WRITTEN TASK.
Repeat word for word the passage of the fantasy football column starting at "If this describes" and ending at "a returning stud.".

PAGE EXCERPT.
+--

You guys have a ton of articles.
This statement about Footballguys is a blessing but it can feel like a curse. Our staff delivers insights that change seasons for the better yet realistically, no fantasy owner has the time to read everything we publish in a week.
If this describes you, let me be your scout. Here are five insights from Footballguys articles that I find compelling for the weekend ahead. I'll share what should help you this week, touch on the long-term outlook, and sometimes offer a counterargument.
This week, we examine a veteran turning it on, a touchy injury situation, two tight end sleepers, and a returning stud.
1. Better late than never, will beast mode continue in Kansas City?
You probably took Lynch in the middle rounds or added him when a frustrated team waived him. The grand plan for Oakland was slow-rolling the league with Lynch later in the season. With 48 touches for 232 yards and 2 touchdowns during the past 2 weeks — including a 75 percent share of the running back snap count in Week 12 — there's reason to believe that Beast Mode is in gear.
But should we trust him this week in Kansas City? The crew writing our Rushing Matchups is ambivalent.
Neutral matchup. It seems as though the Raiders had planned this all along where they start Marshawn Lynch out slow and then as we got closer to the playoffs they start to utilize the running back to save him to be fresh later in the year. Lynch looked great last week against the Giants as he had his longest run since 2015 on a 51-yard run early in the game last week. The offensive line for Oakland continues to be a tremendous strength for this team led by a very strong left side of Donald Penn, Kelechi Osmele and center Rodney Hudson contribute to their ranking of the second best offensive line by Matt Bitonti.
The Chiefs run defense has been battle-tested over the last four games as they have given up the most rush attempts to opponents in the NFL with 31 attempts per game. While they have given up a lot of attempts, their defense has played relatively solidly holding opponents to just 3.3 yards per carry over their last four games which include games against two of the leagues better running backs in Ezekiel Elliott and LeSean McCoy. On the year, the Chiefs have been a team that is about league average when it comes to defending the run as they are solid up the middle with Bennie Logan and linebackers Reggie Ragland and Derrick Johnson, but do have some weak spots that can be exposed as Frank Zombo and the safeties have struggled against the run this season.
Since they referenced Bitonti, it's notable that he and Justis Mosqueda tout this matchup as one to trust In The Trenches.
Oakland @ Kansas City - Sunday 1 PM ET
JM: Between Week 6 and Week 12, the only team making fewer tackles at or behind the line than the Kansas City Chiefs were the Cincinnati Bengals. Last week against the New York, Jets quarterback Josh McCown was virtually untouched as he had a nearly flawless game through the air and run for two touchdowns. Chris Jones isn't making as many plays as he was in the first month of the season. Justin Houston can't be Superman every game. Allen Bailey is now a splash play-only lineman. When Houston drops into coverage (often), Derek Carr is going to have a lot of time to throw the ball.

+--

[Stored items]
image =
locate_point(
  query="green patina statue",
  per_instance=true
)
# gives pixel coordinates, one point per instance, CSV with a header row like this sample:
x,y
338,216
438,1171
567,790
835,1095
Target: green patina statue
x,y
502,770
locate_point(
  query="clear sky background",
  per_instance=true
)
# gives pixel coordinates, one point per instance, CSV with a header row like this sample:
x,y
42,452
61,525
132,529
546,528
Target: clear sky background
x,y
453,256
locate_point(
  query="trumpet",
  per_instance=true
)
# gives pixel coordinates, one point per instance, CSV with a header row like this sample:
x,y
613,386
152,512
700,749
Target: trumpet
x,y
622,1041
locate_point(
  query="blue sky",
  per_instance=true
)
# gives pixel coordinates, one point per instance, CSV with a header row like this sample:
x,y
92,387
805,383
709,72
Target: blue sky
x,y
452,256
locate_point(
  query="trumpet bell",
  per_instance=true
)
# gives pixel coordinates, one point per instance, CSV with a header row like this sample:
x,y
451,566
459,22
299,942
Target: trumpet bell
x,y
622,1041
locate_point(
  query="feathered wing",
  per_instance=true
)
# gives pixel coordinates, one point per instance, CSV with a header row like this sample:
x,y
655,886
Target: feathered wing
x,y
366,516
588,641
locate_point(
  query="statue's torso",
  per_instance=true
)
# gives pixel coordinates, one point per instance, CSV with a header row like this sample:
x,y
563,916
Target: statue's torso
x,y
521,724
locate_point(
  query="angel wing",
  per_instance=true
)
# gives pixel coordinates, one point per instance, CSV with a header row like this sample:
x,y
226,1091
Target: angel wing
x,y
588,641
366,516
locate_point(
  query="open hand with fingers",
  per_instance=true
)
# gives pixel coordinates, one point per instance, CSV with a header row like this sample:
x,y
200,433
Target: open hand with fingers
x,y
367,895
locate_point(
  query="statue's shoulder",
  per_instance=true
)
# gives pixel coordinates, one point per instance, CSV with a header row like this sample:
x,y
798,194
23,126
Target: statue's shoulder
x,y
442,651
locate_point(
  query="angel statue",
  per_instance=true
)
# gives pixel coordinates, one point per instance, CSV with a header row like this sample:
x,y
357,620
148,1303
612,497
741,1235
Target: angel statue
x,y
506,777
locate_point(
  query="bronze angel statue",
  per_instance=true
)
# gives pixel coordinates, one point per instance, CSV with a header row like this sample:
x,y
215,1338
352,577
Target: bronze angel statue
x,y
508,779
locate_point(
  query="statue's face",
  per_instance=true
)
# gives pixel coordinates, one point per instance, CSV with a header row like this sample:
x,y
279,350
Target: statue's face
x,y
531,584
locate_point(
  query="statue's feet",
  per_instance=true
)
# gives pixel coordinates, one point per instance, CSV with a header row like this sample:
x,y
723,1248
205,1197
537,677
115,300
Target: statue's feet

+--

FINAL RESULT.
If this describes you, let me be your scout. Here are five insights from Footballguys articles that I find compelling for the weekend ahead. I'll share what should help you this week, touch on the long-term outlook, and sometimes offer a counterargument.
This week, we examine a veteran turning it on, a touchy injury situation, two tight end sleepers, and a returning stud.